■ Problem details
Rewrite the lines from the one containing "For every instance of the person in" through the one containing "(1096, 724)", putting "bathing suit" in place of "swimsuit" and keeping everything else the same.

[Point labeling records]
○ ○ ○
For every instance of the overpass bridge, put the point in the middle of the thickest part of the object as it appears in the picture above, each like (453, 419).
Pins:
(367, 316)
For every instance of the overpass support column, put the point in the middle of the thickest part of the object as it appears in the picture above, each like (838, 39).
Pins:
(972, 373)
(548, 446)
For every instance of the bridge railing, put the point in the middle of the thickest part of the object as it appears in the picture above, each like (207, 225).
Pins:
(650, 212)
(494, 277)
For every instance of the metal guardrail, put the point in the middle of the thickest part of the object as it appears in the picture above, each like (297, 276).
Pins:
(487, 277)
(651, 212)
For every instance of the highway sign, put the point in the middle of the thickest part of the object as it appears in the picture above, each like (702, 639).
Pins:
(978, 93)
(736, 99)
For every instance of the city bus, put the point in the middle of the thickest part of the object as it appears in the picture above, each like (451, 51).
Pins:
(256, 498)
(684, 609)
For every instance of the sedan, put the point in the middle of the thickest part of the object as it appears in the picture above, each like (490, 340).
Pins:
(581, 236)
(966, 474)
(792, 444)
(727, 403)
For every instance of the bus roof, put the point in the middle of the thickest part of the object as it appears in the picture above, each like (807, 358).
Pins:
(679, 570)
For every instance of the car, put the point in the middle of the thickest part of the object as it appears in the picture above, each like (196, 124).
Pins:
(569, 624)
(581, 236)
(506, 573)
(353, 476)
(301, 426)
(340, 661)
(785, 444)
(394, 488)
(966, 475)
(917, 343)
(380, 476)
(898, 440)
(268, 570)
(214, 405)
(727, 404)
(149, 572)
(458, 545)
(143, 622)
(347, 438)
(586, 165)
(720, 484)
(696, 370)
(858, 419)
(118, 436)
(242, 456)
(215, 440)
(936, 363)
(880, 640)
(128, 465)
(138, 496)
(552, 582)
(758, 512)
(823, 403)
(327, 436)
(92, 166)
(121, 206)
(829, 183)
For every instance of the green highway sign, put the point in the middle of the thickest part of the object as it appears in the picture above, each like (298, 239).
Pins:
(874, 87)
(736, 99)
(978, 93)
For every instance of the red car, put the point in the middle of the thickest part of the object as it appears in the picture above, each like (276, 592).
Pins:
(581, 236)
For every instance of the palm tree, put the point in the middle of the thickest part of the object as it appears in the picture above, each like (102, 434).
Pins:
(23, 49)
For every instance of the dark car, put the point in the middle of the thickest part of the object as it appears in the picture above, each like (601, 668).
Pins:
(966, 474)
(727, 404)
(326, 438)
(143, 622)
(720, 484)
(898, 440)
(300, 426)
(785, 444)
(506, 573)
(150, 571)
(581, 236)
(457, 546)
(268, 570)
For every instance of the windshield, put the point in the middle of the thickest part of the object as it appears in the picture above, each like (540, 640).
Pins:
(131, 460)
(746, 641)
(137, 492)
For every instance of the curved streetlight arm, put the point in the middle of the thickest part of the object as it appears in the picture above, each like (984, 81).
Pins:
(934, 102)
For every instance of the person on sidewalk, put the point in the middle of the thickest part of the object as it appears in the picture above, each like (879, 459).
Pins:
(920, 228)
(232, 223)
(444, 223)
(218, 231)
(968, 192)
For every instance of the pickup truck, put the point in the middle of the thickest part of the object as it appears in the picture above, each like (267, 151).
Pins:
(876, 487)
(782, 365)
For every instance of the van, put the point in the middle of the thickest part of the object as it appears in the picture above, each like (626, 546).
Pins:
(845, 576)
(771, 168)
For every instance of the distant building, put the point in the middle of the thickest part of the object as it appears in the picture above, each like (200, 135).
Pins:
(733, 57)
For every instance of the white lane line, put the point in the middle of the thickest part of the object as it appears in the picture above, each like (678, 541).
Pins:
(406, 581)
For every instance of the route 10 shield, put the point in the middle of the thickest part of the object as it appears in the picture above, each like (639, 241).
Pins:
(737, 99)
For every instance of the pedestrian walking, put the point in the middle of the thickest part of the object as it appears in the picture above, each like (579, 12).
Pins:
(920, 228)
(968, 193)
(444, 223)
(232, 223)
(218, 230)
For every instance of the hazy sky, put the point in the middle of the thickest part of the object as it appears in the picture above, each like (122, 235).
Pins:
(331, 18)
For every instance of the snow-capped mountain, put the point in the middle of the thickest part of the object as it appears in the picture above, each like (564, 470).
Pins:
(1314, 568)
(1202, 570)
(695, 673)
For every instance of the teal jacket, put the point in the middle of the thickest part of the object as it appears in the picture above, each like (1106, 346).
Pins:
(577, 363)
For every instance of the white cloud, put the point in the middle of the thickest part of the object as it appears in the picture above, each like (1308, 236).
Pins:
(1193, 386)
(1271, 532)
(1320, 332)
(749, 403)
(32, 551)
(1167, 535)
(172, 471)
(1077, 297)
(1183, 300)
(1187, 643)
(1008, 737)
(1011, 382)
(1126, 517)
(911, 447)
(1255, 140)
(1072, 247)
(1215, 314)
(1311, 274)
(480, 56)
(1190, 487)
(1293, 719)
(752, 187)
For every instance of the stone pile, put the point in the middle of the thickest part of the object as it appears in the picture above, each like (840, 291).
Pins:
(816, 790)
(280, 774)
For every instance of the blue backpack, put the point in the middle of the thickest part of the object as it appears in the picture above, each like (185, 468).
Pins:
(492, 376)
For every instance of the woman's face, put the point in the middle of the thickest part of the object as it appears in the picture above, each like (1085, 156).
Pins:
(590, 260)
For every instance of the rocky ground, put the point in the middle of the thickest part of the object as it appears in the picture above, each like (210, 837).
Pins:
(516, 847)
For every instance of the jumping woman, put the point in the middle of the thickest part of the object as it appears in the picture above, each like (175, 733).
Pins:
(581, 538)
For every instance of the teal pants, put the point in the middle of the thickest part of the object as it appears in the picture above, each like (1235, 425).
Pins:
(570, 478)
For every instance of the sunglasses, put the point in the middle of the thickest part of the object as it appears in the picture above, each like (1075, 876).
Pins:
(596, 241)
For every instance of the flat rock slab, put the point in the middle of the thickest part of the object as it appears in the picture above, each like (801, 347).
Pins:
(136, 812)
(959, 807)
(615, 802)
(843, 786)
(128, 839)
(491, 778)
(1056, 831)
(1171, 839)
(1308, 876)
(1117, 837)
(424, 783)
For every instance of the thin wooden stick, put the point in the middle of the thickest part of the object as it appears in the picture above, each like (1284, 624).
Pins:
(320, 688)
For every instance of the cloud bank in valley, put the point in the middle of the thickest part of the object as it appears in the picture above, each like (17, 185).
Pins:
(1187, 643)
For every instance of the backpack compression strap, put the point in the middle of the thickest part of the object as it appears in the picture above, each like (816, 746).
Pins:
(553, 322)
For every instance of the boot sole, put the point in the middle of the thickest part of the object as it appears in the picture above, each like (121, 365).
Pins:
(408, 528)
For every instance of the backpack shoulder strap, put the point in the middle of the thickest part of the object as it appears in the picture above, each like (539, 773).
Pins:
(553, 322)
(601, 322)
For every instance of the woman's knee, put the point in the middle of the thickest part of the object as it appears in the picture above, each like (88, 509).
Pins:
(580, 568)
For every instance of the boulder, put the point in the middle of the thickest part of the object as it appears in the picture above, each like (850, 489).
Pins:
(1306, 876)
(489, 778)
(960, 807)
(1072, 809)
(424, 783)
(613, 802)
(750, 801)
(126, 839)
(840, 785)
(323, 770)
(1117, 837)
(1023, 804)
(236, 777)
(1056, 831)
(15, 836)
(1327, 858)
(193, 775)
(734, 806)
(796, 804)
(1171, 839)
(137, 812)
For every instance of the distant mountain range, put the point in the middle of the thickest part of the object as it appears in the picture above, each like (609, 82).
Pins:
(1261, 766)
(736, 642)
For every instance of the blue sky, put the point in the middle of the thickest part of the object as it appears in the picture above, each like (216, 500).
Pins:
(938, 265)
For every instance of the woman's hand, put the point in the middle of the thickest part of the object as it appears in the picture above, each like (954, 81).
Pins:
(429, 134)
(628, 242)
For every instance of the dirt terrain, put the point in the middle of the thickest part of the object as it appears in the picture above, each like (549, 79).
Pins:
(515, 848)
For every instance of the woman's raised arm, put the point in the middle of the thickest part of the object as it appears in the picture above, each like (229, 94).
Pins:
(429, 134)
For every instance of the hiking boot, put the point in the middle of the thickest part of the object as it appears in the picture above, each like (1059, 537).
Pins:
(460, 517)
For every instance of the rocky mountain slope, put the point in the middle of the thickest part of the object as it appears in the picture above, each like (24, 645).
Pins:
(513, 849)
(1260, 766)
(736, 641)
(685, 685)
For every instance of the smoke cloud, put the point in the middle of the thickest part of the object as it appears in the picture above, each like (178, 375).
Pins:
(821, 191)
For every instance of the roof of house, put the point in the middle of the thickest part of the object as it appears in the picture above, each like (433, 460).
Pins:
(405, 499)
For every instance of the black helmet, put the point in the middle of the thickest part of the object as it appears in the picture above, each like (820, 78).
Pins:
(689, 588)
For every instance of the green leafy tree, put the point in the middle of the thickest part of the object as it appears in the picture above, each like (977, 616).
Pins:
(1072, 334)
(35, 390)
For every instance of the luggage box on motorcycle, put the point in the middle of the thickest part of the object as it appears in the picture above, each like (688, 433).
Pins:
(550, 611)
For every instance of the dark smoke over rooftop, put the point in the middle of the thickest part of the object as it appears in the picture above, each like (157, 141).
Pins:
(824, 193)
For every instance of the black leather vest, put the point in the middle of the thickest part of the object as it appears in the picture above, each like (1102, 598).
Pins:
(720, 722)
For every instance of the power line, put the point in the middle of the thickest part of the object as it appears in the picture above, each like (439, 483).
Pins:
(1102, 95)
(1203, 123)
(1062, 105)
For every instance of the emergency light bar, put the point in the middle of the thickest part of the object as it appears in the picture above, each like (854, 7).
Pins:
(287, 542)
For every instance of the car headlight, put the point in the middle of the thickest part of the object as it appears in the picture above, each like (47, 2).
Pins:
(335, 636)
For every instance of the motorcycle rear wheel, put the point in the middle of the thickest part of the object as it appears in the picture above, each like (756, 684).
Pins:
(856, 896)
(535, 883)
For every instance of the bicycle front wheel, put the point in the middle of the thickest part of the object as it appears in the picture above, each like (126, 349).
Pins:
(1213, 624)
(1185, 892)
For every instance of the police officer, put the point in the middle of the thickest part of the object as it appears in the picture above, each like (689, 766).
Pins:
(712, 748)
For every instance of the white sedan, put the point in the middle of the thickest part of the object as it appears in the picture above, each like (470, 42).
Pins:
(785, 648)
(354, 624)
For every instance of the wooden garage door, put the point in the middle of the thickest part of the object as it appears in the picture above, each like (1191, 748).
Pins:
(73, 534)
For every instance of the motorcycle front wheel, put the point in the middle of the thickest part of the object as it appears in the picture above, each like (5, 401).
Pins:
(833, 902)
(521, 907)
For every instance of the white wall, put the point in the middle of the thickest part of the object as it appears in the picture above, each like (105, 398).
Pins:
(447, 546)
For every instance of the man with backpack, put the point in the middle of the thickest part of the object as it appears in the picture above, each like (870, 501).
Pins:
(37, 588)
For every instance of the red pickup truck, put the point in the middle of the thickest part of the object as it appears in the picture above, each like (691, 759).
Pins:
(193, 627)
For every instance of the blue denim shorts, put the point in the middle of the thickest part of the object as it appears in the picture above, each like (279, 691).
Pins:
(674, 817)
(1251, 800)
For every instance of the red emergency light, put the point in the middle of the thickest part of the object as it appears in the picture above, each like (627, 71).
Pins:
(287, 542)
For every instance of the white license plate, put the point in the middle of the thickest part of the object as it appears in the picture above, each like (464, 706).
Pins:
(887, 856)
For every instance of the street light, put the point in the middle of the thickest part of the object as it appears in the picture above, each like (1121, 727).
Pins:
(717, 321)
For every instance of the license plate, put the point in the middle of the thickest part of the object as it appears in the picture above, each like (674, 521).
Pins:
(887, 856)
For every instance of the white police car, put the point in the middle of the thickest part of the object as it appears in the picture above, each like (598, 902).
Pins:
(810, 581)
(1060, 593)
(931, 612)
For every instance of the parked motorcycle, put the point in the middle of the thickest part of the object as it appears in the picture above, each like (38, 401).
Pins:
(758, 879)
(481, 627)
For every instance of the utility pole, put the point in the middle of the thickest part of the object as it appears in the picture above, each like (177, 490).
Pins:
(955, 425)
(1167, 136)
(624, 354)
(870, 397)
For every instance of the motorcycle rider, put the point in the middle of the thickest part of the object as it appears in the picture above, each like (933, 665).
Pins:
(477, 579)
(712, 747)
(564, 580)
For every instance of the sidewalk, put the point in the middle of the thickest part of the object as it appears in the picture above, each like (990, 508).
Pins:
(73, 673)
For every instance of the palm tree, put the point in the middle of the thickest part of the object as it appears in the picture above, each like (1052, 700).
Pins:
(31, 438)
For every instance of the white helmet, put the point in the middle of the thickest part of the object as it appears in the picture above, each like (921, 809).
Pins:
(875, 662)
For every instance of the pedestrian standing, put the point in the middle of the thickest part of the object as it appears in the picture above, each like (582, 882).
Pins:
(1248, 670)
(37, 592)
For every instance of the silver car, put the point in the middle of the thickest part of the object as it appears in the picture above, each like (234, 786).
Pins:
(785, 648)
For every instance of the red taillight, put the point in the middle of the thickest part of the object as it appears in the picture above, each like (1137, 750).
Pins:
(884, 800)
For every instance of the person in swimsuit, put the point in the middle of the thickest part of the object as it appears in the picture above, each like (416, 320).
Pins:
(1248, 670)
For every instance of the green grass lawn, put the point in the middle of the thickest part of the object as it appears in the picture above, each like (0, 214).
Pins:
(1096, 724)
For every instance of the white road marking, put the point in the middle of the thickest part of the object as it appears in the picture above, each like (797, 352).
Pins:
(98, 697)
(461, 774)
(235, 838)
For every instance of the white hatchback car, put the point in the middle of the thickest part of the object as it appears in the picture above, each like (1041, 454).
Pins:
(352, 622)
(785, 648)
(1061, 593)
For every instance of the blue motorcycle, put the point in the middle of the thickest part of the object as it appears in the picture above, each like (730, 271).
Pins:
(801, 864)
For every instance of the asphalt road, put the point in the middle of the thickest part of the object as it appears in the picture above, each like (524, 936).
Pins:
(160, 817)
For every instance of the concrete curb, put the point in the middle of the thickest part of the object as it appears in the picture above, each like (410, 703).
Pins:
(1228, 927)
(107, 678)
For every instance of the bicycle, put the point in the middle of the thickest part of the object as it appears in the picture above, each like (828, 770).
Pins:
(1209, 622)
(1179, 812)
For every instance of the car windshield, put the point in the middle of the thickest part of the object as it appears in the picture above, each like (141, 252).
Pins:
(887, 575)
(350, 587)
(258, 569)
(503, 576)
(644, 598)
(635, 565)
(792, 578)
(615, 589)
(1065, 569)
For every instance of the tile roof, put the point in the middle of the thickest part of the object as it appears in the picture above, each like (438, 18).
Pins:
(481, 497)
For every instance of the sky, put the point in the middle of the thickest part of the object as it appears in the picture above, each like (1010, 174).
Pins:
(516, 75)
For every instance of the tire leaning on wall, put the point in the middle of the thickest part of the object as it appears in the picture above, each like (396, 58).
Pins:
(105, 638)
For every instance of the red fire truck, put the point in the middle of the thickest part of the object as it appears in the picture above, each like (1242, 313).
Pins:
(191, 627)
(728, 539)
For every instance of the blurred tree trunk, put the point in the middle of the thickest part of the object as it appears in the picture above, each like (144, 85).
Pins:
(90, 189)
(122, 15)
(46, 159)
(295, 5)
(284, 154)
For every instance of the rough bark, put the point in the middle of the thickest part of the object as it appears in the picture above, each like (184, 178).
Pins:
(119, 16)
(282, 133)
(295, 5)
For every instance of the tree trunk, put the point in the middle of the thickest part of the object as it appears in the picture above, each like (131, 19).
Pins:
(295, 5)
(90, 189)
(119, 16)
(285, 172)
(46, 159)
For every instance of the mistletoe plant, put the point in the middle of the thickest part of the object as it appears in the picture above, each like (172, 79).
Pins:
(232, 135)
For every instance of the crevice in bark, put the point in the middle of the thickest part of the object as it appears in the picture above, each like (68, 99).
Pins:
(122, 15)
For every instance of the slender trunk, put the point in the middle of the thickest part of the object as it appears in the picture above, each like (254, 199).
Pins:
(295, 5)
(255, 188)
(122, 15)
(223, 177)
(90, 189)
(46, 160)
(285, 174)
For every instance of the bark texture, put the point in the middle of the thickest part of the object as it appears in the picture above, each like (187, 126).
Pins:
○ ○ ○
■ The reply
For every instance of the person in bathing suit, put the point in the middle of the thickest part of the object as it appears in the picture above, each like (416, 320).
Pins:
(1248, 670)
For every instance of the green grass lawn, put the point in the middle of the thickest part of the object as it appears in the picture above, each like (0, 214).
Pins:
(1096, 724)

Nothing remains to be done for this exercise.